[Vorliegender Text]

:::::

Das Problem mit der Gewalt

„Das erste Dekret der Kommune war daher die Unterdrückung des stehenden Heeres und seine Ersetzung durch das bewaffnete Volk.“
Seit wir Menschen wurden, haben wir ein Problem mit der Gewalt.
Wir haben dies deswegen, weil das Menschwerdungsprogramm eben zuallererst bedeutet, dass an die Stelle von Instrinktsteuerung Kultur tritt.
Wir schaffen diese Kultur und der wesentlichste Bestandteil jeder Kultur ist die Frage, wie wir miteinander umgehen, wie wir Streit, den wir immer haben werden, unterschiedliche Interessen und Konflikte lösen.
Darauf haben wir im Laufe unserer bisherigen Geschichte nicht eine einzige Antwort gefunden, sondern ziemlich viele und nicht wenige davon beruhten auf dem Vorrecht des Stärkeren.

:::::

[Datenauszug]
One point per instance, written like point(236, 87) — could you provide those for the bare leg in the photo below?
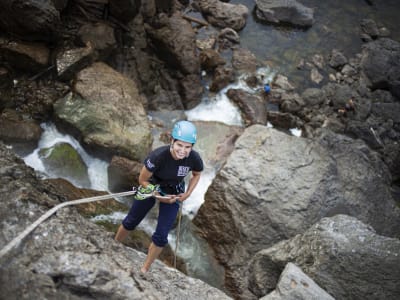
point(153, 253)
point(122, 233)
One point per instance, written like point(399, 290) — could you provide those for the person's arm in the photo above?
point(194, 180)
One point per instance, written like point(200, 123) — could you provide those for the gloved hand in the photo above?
point(146, 192)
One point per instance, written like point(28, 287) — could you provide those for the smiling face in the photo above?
point(180, 149)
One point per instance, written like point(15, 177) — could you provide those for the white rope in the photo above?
point(178, 232)
point(44, 217)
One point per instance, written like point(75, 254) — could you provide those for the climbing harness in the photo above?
point(44, 217)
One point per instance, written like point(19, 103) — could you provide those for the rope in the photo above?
point(44, 217)
point(178, 232)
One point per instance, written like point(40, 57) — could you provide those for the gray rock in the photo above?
point(274, 186)
point(341, 254)
point(337, 59)
point(27, 56)
point(222, 14)
point(31, 19)
point(109, 114)
point(284, 12)
point(253, 107)
point(380, 62)
point(295, 285)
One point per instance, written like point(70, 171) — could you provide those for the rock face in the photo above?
point(274, 186)
point(343, 255)
point(222, 14)
point(30, 19)
point(176, 44)
point(62, 160)
point(381, 64)
point(69, 257)
point(284, 12)
point(107, 112)
point(294, 284)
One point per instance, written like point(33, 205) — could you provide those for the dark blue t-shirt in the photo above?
point(170, 172)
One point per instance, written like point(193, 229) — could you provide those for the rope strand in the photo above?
point(45, 216)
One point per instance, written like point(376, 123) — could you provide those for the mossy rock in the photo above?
point(62, 160)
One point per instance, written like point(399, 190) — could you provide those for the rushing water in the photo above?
point(337, 26)
point(279, 50)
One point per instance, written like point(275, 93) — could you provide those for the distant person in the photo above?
point(163, 173)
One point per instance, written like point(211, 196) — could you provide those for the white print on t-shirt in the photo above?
point(149, 164)
point(183, 171)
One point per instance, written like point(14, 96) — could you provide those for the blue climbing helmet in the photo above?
point(184, 131)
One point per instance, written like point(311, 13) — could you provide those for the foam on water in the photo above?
point(97, 168)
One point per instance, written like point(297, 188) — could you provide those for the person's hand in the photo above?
point(182, 197)
point(145, 192)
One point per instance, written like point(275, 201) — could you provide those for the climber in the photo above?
point(163, 173)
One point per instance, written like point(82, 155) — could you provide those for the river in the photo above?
point(279, 49)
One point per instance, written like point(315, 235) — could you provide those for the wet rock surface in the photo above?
point(120, 64)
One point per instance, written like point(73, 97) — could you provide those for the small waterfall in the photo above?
point(97, 168)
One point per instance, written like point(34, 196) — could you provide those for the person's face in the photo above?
point(180, 149)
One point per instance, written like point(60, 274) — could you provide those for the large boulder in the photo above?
point(222, 14)
point(341, 254)
point(284, 12)
point(107, 112)
point(175, 41)
point(30, 19)
point(380, 62)
point(274, 186)
point(30, 57)
point(68, 256)
point(294, 284)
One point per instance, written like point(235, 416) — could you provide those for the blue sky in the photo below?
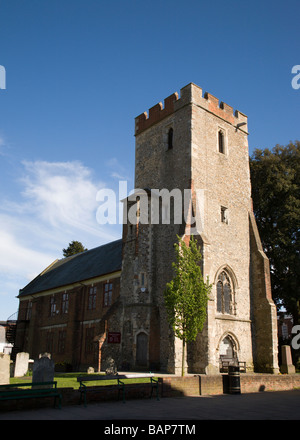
point(77, 74)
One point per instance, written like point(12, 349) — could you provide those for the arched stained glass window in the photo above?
point(225, 294)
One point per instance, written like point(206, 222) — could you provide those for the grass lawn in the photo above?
point(69, 380)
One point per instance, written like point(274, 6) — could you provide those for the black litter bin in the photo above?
point(234, 380)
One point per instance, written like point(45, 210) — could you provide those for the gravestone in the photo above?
point(43, 370)
point(4, 368)
point(21, 365)
point(287, 366)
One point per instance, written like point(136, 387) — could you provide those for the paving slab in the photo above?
point(282, 405)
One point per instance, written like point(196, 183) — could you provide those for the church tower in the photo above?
point(194, 145)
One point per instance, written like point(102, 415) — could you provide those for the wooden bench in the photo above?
point(225, 362)
point(37, 390)
point(119, 378)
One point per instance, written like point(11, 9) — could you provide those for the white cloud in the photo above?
point(57, 204)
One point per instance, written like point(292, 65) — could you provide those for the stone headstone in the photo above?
point(4, 368)
point(43, 370)
point(287, 366)
point(21, 365)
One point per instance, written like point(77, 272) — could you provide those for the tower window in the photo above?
point(225, 294)
point(224, 215)
point(221, 142)
point(107, 297)
point(170, 139)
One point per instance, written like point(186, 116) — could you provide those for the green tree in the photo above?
point(275, 177)
point(75, 247)
point(186, 295)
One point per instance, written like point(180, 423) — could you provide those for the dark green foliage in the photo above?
point(186, 295)
point(275, 177)
point(75, 247)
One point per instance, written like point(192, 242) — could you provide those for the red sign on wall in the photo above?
point(114, 338)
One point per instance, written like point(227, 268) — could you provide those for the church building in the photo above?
point(108, 302)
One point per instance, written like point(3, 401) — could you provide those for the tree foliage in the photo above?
point(186, 295)
point(75, 247)
point(275, 177)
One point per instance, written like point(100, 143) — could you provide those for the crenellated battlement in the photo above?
point(188, 95)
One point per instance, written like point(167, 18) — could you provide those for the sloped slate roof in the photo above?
point(83, 266)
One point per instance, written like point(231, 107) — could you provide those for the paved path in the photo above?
point(283, 405)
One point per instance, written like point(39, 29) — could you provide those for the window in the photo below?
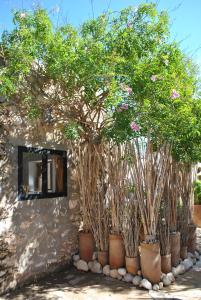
point(42, 173)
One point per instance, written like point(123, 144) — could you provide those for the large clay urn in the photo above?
point(151, 261)
point(116, 251)
point(103, 258)
point(132, 264)
point(197, 215)
point(191, 238)
point(86, 245)
point(166, 265)
point(175, 248)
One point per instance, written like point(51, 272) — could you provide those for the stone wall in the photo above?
point(36, 236)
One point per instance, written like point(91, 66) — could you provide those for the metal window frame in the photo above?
point(45, 153)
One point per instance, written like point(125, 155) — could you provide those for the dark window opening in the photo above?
point(42, 173)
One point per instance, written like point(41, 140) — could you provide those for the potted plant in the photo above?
point(164, 230)
point(197, 203)
point(149, 174)
point(116, 167)
point(130, 232)
point(91, 158)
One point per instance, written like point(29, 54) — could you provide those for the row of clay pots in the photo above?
point(150, 260)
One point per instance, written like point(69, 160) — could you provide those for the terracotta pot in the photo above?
point(166, 265)
point(184, 252)
point(175, 248)
point(103, 258)
point(116, 251)
point(197, 215)
point(191, 238)
point(132, 264)
point(86, 246)
point(141, 234)
point(151, 261)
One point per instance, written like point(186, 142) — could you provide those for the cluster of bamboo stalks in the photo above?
point(123, 187)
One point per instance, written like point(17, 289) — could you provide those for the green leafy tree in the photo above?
point(117, 76)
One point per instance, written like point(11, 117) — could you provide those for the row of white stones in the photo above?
point(137, 280)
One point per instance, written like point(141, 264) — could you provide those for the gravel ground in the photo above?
point(75, 285)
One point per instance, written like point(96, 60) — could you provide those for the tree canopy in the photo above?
point(117, 77)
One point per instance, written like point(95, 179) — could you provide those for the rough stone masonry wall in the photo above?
point(36, 236)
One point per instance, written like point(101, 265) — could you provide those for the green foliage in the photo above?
point(197, 192)
point(117, 59)
point(71, 131)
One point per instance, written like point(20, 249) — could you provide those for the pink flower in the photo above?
point(154, 78)
point(129, 90)
point(166, 62)
point(129, 24)
point(22, 15)
point(175, 94)
point(134, 126)
point(124, 106)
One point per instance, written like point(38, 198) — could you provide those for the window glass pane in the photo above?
point(32, 173)
point(55, 174)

:::::

[Arbeitsauftrag A]
Beantworte zum Text über Gewalt diese Fragen:
(i) Was war nach dem Zitat am Anfang das erste Dekret der Kommune?
(ii) Was tritt laut Text beim Menschwerden an die Stelle der Steuerung durch Instinkte?
(iii) Worauf beruhten nicht wenige der Antworten, die im Laufe der Geschichte gefunden wurden?
[Arbeitsauftrag B]
Kopiere aus dem Text über Gewalt wortgetreu die Stelle, beginnend mit „Das Problem mit“ und weiter bis einschließlich „Instrinktsteuerung Kultur tritt.“.
Die Zeilen spielen hierfür keine Rolle.

[Lösung A]
(i) Die Unterdrückung des stehenden Heeres und seine Ersetzung durch das bewaffnete Volk.
(ii) Kultur.
(iii) Auf dem Vorrecht des Stärkeren.

[Lösung B]
Das Problem mit der Gewalt

„Das erste Dekret der Kommune war daher die Unterdrückung des stehenden Heeres und seine Ersetzung durch das bewaffnete Volk.“
Seit wir Menschen wurden, haben wir ein Problem mit der Gewalt.
Wir haben dies deswegen, weil das Menschwerdungsprogramm eben zuallererst bedeutet, dass an die Stelle von Instrinktsteuerung Kultur tritt.